Provided data Start Marker

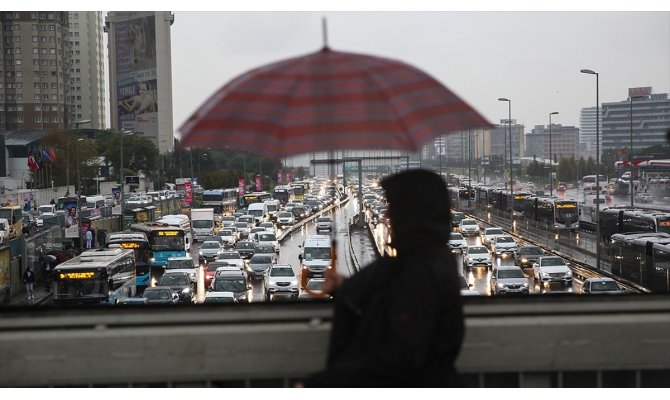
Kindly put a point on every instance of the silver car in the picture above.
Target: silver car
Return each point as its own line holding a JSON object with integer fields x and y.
{"x": 507, "y": 279}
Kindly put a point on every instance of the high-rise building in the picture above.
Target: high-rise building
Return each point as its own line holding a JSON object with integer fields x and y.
{"x": 649, "y": 120}
{"x": 140, "y": 74}
{"x": 34, "y": 71}
{"x": 87, "y": 70}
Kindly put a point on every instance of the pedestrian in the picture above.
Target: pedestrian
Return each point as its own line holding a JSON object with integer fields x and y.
{"x": 398, "y": 322}
{"x": 89, "y": 239}
{"x": 29, "y": 281}
{"x": 102, "y": 238}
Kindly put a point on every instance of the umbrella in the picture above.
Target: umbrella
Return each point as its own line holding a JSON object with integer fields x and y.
{"x": 328, "y": 100}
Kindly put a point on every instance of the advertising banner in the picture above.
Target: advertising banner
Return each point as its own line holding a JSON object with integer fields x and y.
{"x": 71, "y": 219}
{"x": 136, "y": 73}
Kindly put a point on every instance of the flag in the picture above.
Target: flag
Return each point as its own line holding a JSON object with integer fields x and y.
{"x": 45, "y": 156}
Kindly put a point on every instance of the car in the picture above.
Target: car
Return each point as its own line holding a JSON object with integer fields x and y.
{"x": 468, "y": 226}
{"x": 551, "y": 269}
{"x": 601, "y": 286}
{"x": 246, "y": 248}
{"x": 456, "y": 218}
{"x": 526, "y": 255}
{"x": 315, "y": 285}
{"x": 281, "y": 281}
{"x": 466, "y": 288}
{"x": 160, "y": 295}
{"x": 506, "y": 279}
{"x": 209, "y": 250}
{"x": 475, "y": 256}
{"x": 285, "y": 218}
{"x": 219, "y": 297}
{"x": 503, "y": 245}
{"x": 180, "y": 282}
{"x": 489, "y": 234}
{"x": 228, "y": 235}
{"x": 230, "y": 279}
{"x": 231, "y": 257}
{"x": 182, "y": 264}
{"x": 456, "y": 242}
{"x": 324, "y": 224}
{"x": 268, "y": 238}
{"x": 259, "y": 265}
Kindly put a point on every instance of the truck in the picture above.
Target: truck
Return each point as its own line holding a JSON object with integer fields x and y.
{"x": 202, "y": 223}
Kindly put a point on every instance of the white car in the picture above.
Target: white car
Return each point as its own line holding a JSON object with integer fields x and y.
{"x": 456, "y": 242}
{"x": 268, "y": 238}
{"x": 281, "y": 280}
{"x": 285, "y": 218}
{"x": 489, "y": 234}
{"x": 502, "y": 245}
{"x": 231, "y": 257}
{"x": 476, "y": 256}
{"x": 552, "y": 269}
{"x": 468, "y": 226}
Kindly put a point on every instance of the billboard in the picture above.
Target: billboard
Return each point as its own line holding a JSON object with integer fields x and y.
{"x": 135, "y": 38}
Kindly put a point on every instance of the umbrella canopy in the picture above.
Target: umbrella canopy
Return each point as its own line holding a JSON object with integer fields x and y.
{"x": 329, "y": 100}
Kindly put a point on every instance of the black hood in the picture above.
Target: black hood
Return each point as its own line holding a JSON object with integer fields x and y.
{"x": 418, "y": 209}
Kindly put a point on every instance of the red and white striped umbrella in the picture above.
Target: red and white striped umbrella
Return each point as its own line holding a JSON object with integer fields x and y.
{"x": 329, "y": 100}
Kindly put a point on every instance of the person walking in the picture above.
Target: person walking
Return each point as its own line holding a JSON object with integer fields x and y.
{"x": 398, "y": 322}
{"x": 29, "y": 281}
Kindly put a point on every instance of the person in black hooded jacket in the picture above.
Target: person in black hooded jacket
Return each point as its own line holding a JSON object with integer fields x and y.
{"x": 399, "y": 321}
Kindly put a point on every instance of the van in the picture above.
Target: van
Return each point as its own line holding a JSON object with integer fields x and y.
{"x": 315, "y": 255}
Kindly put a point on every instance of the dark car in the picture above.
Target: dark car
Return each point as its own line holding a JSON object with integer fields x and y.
{"x": 160, "y": 295}
{"x": 259, "y": 265}
{"x": 527, "y": 255}
{"x": 246, "y": 248}
{"x": 180, "y": 283}
{"x": 456, "y": 218}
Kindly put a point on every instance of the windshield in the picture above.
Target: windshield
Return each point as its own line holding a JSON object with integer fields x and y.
{"x": 229, "y": 285}
{"x": 282, "y": 272}
{"x": 510, "y": 273}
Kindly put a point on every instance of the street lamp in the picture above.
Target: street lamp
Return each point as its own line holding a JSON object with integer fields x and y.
{"x": 511, "y": 165}
{"x": 123, "y": 183}
{"x": 551, "y": 159}
{"x": 590, "y": 72}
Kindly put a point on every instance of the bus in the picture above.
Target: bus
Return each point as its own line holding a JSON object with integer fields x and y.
{"x": 14, "y": 217}
{"x": 284, "y": 193}
{"x": 223, "y": 201}
{"x": 643, "y": 259}
{"x": 165, "y": 241}
{"x": 559, "y": 213}
{"x": 624, "y": 220}
{"x": 138, "y": 242}
{"x": 254, "y": 197}
{"x": 95, "y": 276}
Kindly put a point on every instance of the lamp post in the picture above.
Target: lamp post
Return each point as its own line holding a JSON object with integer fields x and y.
{"x": 590, "y": 72}
{"x": 511, "y": 165}
{"x": 551, "y": 159}
{"x": 123, "y": 183}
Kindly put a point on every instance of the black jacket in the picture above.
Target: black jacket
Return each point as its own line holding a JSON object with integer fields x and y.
{"x": 399, "y": 322}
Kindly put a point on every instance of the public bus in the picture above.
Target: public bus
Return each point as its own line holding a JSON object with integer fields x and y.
{"x": 642, "y": 258}
{"x": 624, "y": 220}
{"x": 138, "y": 242}
{"x": 284, "y": 193}
{"x": 96, "y": 276}
{"x": 559, "y": 213}
{"x": 14, "y": 217}
{"x": 221, "y": 200}
{"x": 165, "y": 241}
{"x": 254, "y": 197}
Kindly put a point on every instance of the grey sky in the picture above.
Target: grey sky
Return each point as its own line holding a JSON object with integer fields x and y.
{"x": 532, "y": 58}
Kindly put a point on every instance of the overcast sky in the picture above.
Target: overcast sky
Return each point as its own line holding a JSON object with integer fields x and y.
{"x": 532, "y": 58}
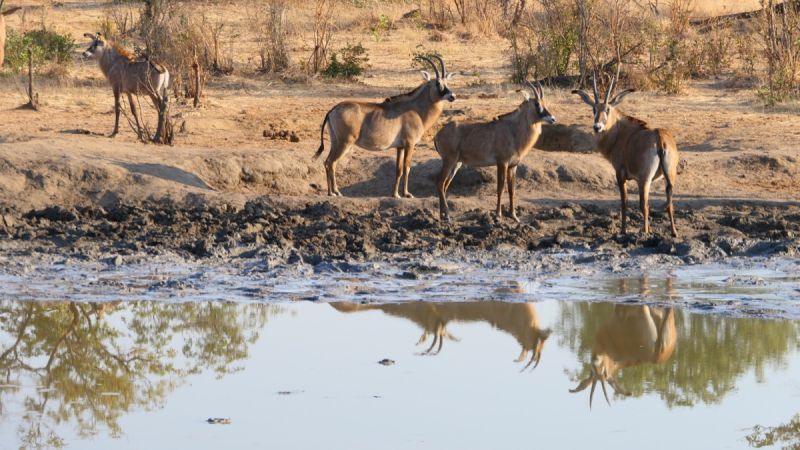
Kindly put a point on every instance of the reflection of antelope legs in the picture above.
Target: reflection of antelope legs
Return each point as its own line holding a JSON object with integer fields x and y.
{"x": 439, "y": 336}
{"x": 633, "y": 336}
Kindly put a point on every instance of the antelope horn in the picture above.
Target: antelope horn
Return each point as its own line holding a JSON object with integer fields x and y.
{"x": 605, "y": 392}
{"x": 610, "y": 88}
{"x": 441, "y": 61}
{"x": 535, "y": 90}
{"x": 427, "y": 60}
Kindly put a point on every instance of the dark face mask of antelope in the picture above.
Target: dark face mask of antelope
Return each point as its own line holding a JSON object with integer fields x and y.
{"x": 96, "y": 48}
{"x": 441, "y": 86}
{"x": 602, "y": 108}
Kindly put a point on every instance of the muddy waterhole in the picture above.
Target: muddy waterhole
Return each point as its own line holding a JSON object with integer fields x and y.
{"x": 177, "y": 356}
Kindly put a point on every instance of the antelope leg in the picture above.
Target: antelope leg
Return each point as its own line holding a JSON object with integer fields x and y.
{"x": 398, "y": 172}
{"x": 502, "y": 171}
{"x": 409, "y": 153}
{"x": 623, "y": 194}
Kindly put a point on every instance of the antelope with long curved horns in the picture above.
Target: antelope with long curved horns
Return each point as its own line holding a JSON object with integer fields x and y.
{"x": 399, "y": 122}
{"x": 127, "y": 75}
{"x": 636, "y": 151}
{"x": 635, "y": 335}
{"x": 503, "y": 142}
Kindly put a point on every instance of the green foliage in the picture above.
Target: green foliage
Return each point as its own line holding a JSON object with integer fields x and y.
{"x": 788, "y": 435}
{"x": 421, "y": 52}
{"x": 46, "y": 47}
{"x": 352, "y": 64}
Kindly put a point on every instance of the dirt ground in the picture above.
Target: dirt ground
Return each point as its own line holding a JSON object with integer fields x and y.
{"x": 225, "y": 186}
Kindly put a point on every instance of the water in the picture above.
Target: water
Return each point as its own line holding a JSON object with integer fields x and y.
{"x": 303, "y": 375}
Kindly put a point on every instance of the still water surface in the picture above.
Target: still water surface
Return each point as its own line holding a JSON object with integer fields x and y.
{"x": 304, "y": 375}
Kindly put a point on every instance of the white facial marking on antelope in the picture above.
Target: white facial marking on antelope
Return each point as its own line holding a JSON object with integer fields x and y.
{"x": 127, "y": 75}
{"x": 399, "y": 122}
{"x": 636, "y": 151}
{"x": 503, "y": 142}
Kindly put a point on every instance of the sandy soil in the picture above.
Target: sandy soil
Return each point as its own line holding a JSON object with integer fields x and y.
{"x": 738, "y": 176}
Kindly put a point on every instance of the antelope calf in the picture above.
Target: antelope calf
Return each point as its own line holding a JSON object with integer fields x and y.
{"x": 127, "y": 75}
{"x": 636, "y": 151}
{"x": 399, "y": 122}
{"x": 503, "y": 142}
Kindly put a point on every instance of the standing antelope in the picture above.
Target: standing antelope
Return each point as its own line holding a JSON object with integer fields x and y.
{"x": 503, "y": 142}
{"x": 399, "y": 122}
{"x": 128, "y": 75}
{"x": 636, "y": 151}
{"x": 3, "y": 29}
{"x": 635, "y": 335}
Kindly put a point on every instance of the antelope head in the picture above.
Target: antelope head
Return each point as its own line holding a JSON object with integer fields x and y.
{"x": 603, "y": 369}
{"x": 534, "y": 107}
{"x": 97, "y": 46}
{"x": 536, "y": 347}
{"x": 603, "y": 110}
{"x": 440, "y": 91}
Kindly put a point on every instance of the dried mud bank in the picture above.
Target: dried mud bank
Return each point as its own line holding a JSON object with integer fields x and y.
{"x": 320, "y": 232}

Provided data End Marker

# Task
Please copy the lines above from the line with "Kindly put a point on every instance of the public" up to and including the line with "Target: public bus", exactly as written and with nothing else.

# Answer space
Kindly put a point on every instance of the public bus in the picture above.
Target: public bus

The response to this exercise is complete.